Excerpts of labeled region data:
......
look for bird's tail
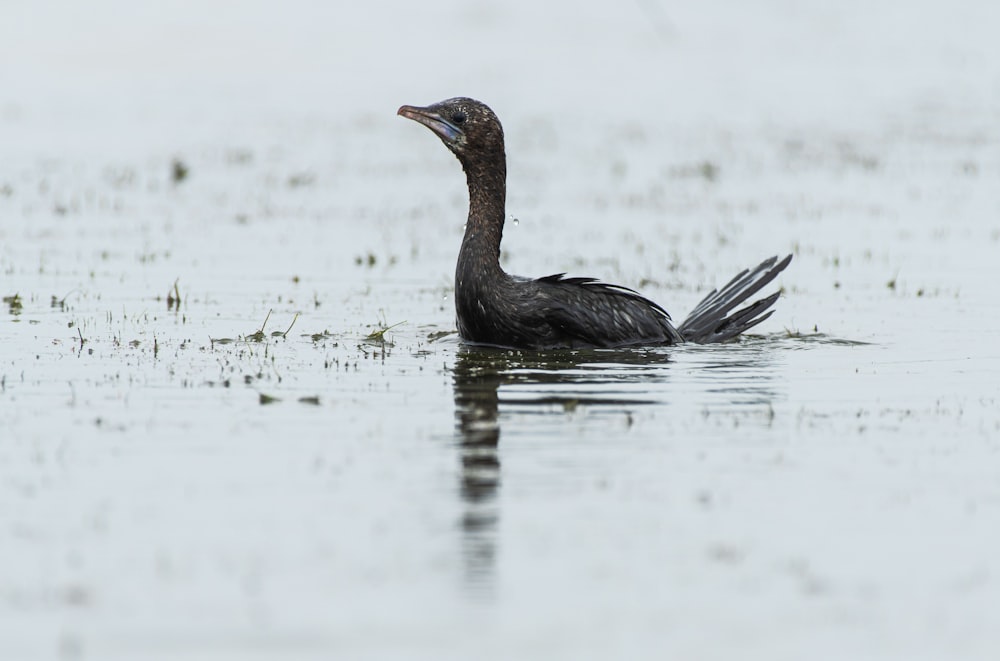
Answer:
[677,255,792,344]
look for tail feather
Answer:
[677,255,792,344]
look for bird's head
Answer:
[396,97,503,163]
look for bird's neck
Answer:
[459,152,507,271]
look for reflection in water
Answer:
[453,346,669,588]
[453,339,781,592]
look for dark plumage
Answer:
[398,98,792,349]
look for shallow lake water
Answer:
[0,1,1000,660]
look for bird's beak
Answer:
[396,106,462,142]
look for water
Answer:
[0,2,1000,660]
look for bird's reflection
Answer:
[453,346,669,590]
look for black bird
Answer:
[397,98,792,349]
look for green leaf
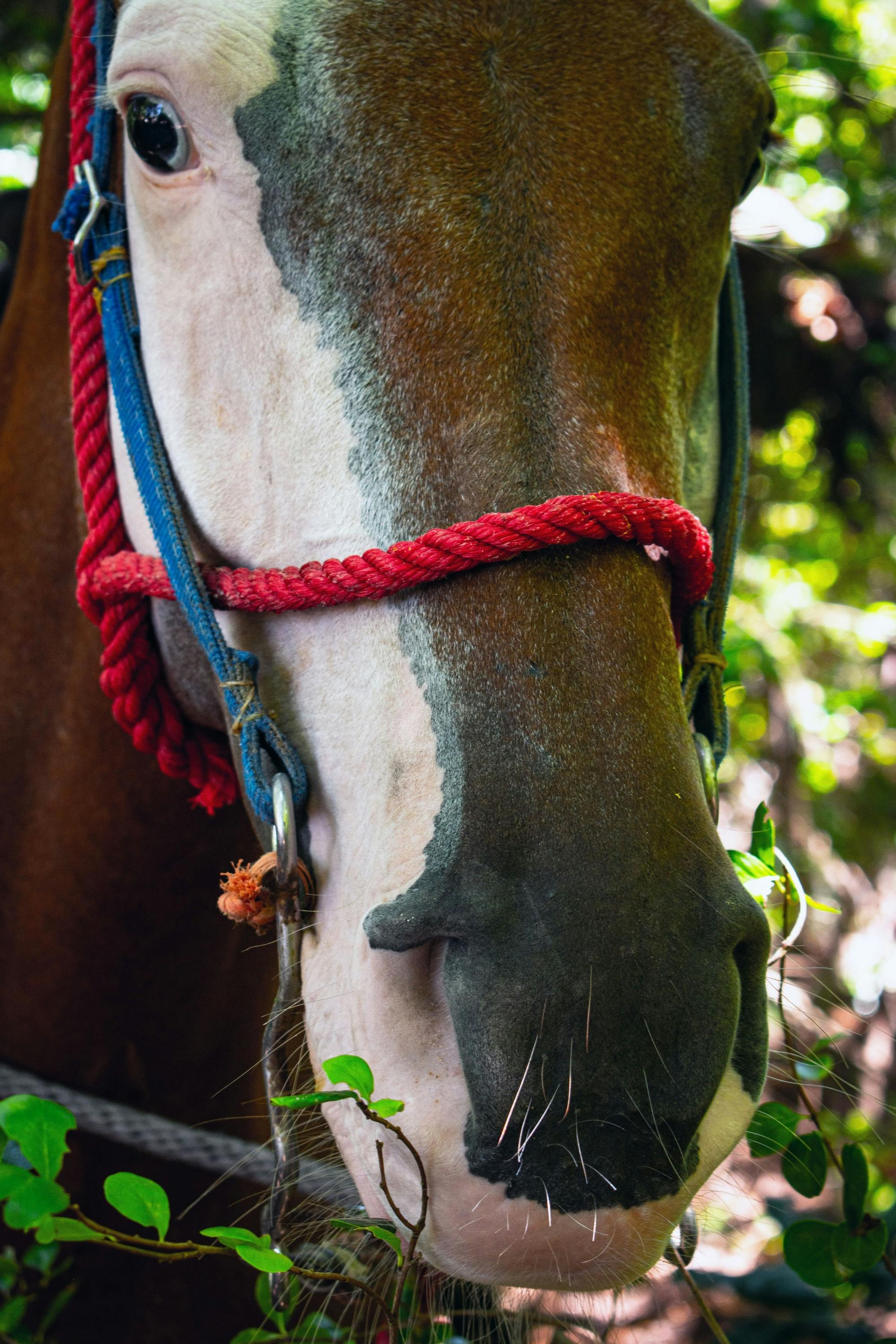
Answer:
[794,1044,834,1083]
[780,1129,833,1204]
[0,1093,78,1180]
[271,1091,355,1110]
[784,1218,844,1288]
[728,849,780,905]
[3,1172,69,1231]
[234,1246,293,1274]
[331,1218,395,1232]
[102,1172,171,1242]
[747,1101,803,1157]
[840,1144,868,1231]
[750,802,775,870]
[331,1218,405,1269]
[200,1227,263,1250]
[831,1218,887,1273]
[323,1055,374,1101]
[806,894,842,915]
[0,1163,34,1199]
[371,1097,405,1120]
[290,1312,347,1344]
[0,1297,28,1335]
[36,1218,103,1245]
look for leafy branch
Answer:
[732,804,896,1289]
[0,1055,429,1344]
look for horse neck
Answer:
[0,31,273,1120]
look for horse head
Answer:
[101,0,771,1289]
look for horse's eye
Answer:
[125,93,194,173]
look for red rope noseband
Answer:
[83,492,712,630]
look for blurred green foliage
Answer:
[711,0,896,914]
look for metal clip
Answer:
[263,774,302,1309]
[71,159,109,285]
[271,774,298,887]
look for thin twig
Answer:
[669,1246,731,1344]
[376,1138,414,1232]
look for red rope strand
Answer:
[69,0,237,812]
[87,493,712,630]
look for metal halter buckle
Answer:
[71,159,109,285]
[263,774,302,1305]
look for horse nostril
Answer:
[662,1204,700,1265]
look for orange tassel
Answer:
[218,853,277,934]
[218,853,314,934]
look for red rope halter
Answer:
[69,0,712,812]
[85,492,712,629]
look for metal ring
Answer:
[662,1204,700,1265]
[271,774,298,887]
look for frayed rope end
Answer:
[218,853,314,935]
[218,853,277,934]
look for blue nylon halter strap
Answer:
[54,0,308,825]
[54,0,750,825]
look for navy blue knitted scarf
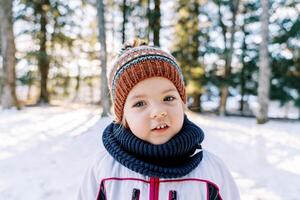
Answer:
[102,116,204,178]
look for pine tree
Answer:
[0,0,20,108]
[97,0,110,117]
[256,0,271,124]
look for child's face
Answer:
[124,77,184,145]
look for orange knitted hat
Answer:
[109,45,186,123]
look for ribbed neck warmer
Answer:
[102,116,204,178]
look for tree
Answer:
[217,0,240,115]
[17,0,75,104]
[0,0,20,108]
[97,0,110,117]
[256,0,271,124]
[173,0,204,112]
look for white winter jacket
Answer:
[78,150,240,200]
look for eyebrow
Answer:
[130,88,177,100]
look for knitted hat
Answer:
[109,45,186,123]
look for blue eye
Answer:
[133,101,145,107]
[164,96,175,101]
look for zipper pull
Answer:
[131,188,140,200]
[169,190,177,200]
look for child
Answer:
[78,40,240,200]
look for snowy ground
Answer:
[0,105,300,200]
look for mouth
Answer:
[151,124,169,132]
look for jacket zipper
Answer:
[169,190,177,200]
[131,188,140,200]
[150,177,159,200]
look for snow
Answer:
[0,105,300,200]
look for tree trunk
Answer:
[189,93,202,112]
[153,0,161,46]
[38,0,50,104]
[219,0,240,115]
[240,8,247,115]
[73,63,81,101]
[122,0,127,44]
[256,0,271,124]
[97,0,110,117]
[0,0,20,109]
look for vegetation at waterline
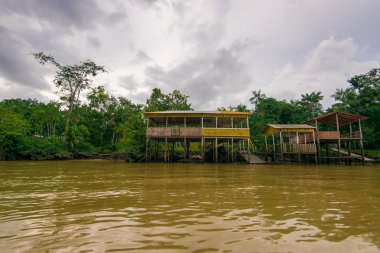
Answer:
[0,53,380,161]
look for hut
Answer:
[304,112,371,164]
[145,111,250,162]
[264,124,317,163]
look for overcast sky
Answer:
[0,0,380,110]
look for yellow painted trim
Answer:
[144,111,250,118]
[202,128,249,138]
[264,127,314,136]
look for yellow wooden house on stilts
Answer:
[264,124,317,163]
[145,111,250,162]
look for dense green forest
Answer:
[0,53,380,161]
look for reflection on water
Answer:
[0,161,380,253]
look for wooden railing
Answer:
[146,126,249,138]
[299,131,361,143]
[146,127,202,137]
[268,144,317,154]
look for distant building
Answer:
[145,111,250,162]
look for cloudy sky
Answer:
[0,0,380,109]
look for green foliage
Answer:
[0,105,29,160]
[20,136,72,160]
[330,69,380,149]
[145,88,191,112]
[33,52,106,138]
[0,56,380,161]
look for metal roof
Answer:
[304,112,368,126]
[267,124,315,129]
[264,124,315,136]
[144,111,250,117]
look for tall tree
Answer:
[145,88,191,112]
[33,52,106,137]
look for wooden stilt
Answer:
[335,114,341,163]
[359,119,364,164]
[214,138,218,163]
[145,137,149,162]
[231,137,235,162]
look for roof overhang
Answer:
[304,112,368,126]
[264,124,315,136]
[144,111,250,118]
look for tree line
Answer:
[0,52,380,161]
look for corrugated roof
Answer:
[267,124,315,129]
[144,111,250,117]
[304,112,368,126]
[264,124,315,136]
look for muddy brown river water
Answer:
[0,161,380,253]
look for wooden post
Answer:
[214,138,218,163]
[313,131,318,164]
[280,130,284,163]
[315,120,320,162]
[227,139,230,162]
[231,137,234,162]
[165,137,169,162]
[296,131,301,163]
[335,113,340,163]
[183,137,187,160]
[359,119,364,164]
[247,138,251,163]
[348,122,352,165]
[145,137,149,162]
[201,137,205,162]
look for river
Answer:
[0,160,380,253]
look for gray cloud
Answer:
[0,26,48,89]
[1,0,104,29]
[0,0,380,109]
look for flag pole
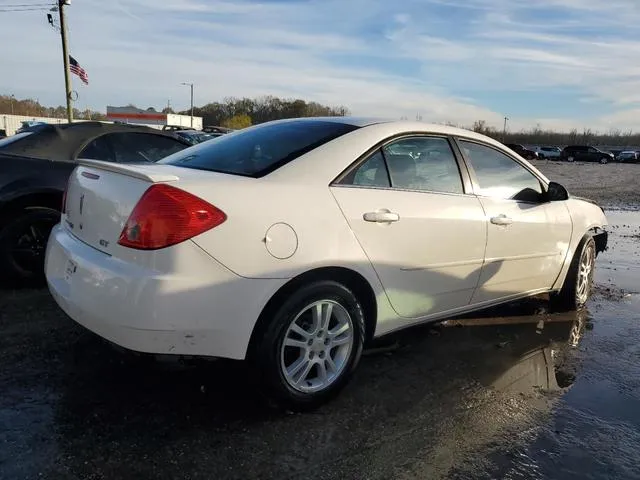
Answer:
[58,0,73,123]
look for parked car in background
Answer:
[616,150,640,163]
[560,145,614,164]
[46,117,607,409]
[16,120,49,133]
[506,143,538,160]
[202,125,234,135]
[162,125,196,132]
[0,122,189,284]
[173,130,222,145]
[535,146,562,159]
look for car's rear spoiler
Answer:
[78,159,180,183]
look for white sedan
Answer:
[46,117,607,408]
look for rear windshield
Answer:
[158,120,358,177]
[0,132,33,148]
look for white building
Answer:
[107,106,202,130]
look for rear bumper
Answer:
[45,225,284,359]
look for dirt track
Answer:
[531,160,640,209]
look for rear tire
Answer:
[250,280,365,411]
[551,234,596,311]
[0,207,60,287]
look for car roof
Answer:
[268,117,548,187]
[0,122,186,160]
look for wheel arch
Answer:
[247,267,378,355]
[551,224,607,291]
......
Which lines of the material above contain the word "rear"? Pull out each of them.

look for car's rear spoiler
look for rear windshield
look for rear bumper
look for rear tire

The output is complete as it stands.